> _TASK TO CARRY OUT_
Show every line below that contains the word "wall", copying each one in full. Case matters.

> _THE RECORDS_
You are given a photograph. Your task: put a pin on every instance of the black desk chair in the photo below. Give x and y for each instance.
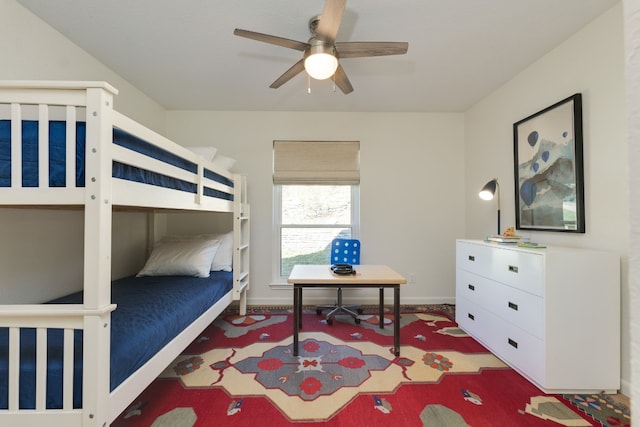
(343, 251)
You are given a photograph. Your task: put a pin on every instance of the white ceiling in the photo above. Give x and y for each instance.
(183, 53)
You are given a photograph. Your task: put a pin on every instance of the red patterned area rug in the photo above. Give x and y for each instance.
(241, 372)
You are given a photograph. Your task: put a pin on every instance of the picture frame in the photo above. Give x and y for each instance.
(549, 169)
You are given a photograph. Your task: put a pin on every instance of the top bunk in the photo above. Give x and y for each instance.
(62, 144)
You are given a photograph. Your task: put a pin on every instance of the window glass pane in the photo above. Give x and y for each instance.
(308, 246)
(316, 204)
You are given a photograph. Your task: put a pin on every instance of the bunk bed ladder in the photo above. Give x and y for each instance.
(241, 242)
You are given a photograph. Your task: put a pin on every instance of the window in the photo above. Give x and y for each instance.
(308, 218)
(316, 199)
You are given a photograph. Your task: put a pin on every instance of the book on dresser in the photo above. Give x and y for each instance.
(553, 314)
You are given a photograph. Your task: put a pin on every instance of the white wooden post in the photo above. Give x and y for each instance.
(97, 255)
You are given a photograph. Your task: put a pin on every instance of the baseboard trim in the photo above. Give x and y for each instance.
(311, 300)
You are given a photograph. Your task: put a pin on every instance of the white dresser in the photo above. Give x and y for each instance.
(553, 314)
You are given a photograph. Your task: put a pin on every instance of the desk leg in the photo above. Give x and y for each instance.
(381, 308)
(296, 317)
(396, 320)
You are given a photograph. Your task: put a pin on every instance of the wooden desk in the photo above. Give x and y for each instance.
(367, 276)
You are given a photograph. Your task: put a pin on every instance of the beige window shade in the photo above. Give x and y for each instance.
(316, 162)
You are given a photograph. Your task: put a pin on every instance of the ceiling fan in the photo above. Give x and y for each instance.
(322, 54)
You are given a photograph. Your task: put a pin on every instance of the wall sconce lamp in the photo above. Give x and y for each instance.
(490, 189)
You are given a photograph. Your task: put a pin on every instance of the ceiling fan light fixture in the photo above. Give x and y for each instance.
(320, 61)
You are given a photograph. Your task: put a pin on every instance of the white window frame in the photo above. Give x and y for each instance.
(278, 280)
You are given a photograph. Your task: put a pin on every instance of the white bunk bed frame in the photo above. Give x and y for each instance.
(98, 198)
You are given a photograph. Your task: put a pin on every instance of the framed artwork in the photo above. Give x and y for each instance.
(549, 176)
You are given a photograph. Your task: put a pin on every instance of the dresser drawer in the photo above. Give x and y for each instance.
(518, 349)
(522, 270)
(517, 268)
(513, 305)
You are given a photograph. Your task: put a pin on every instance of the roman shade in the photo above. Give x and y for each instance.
(316, 162)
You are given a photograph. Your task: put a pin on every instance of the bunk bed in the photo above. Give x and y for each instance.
(65, 362)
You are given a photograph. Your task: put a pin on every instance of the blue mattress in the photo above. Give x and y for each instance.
(151, 312)
(57, 159)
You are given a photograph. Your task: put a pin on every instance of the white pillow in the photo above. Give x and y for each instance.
(223, 260)
(181, 258)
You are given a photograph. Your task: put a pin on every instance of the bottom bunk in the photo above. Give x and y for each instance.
(156, 317)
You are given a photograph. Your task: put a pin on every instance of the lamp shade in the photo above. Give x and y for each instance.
(320, 61)
(489, 190)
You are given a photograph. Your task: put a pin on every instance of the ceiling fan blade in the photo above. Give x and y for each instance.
(266, 38)
(295, 69)
(342, 81)
(363, 49)
(330, 20)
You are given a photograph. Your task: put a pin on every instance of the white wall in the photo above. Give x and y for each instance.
(45, 246)
(411, 191)
(632, 38)
(590, 62)
(33, 50)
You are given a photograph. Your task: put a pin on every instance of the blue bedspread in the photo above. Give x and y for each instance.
(151, 311)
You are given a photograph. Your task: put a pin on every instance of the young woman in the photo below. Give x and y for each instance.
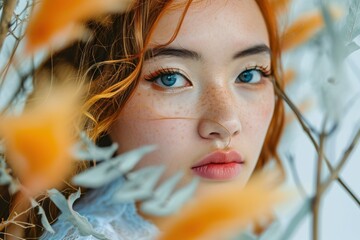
(195, 78)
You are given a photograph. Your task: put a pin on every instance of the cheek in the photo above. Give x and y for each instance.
(256, 121)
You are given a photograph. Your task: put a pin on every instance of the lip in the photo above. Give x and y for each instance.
(219, 165)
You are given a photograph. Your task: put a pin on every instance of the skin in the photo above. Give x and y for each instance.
(209, 109)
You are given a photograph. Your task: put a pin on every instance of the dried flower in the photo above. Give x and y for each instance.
(226, 211)
(305, 28)
(38, 142)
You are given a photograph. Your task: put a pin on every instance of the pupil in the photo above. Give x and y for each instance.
(247, 76)
(168, 80)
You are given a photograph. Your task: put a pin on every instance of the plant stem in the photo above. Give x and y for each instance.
(7, 13)
(317, 198)
(307, 130)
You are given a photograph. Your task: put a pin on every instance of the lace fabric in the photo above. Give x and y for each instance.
(117, 221)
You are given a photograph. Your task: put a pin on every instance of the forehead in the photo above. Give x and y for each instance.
(226, 22)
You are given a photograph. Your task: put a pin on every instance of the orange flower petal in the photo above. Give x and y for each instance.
(305, 28)
(38, 142)
(58, 16)
(221, 213)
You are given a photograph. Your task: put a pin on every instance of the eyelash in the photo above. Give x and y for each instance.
(264, 70)
(151, 77)
(163, 71)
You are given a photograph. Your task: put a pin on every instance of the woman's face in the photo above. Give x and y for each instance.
(205, 99)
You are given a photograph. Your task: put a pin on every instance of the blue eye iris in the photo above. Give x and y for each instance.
(168, 79)
(250, 76)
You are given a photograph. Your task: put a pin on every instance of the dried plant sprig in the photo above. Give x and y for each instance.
(7, 13)
(308, 132)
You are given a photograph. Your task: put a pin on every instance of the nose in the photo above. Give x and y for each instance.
(220, 118)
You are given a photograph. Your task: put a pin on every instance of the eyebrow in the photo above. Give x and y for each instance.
(186, 53)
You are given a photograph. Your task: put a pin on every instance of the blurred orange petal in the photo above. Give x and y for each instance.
(38, 142)
(289, 76)
(305, 28)
(222, 213)
(60, 20)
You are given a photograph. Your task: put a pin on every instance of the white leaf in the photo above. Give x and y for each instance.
(158, 208)
(87, 150)
(112, 169)
(44, 221)
(68, 213)
(139, 185)
(352, 26)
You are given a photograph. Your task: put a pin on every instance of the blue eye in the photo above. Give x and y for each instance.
(167, 78)
(250, 76)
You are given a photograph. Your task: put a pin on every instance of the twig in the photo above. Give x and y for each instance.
(317, 198)
(7, 13)
(336, 171)
(298, 115)
(296, 175)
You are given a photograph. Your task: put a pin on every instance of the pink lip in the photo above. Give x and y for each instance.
(219, 165)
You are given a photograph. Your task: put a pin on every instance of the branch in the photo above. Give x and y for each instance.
(336, 171)
(7, 13)
(307, 130)
(317, 198)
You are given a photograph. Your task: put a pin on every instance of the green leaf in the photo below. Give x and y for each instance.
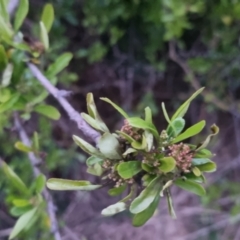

> _REPLY TO THE EXERCISE_
You are given a photograph. Your task: put a pin on every instance of the wall sconce lamp in the photo above. Give x and y for each instance.
You are given a photograph. Your task: put a pin on every instance of the white wall in the photo above. Give x and y for each instance.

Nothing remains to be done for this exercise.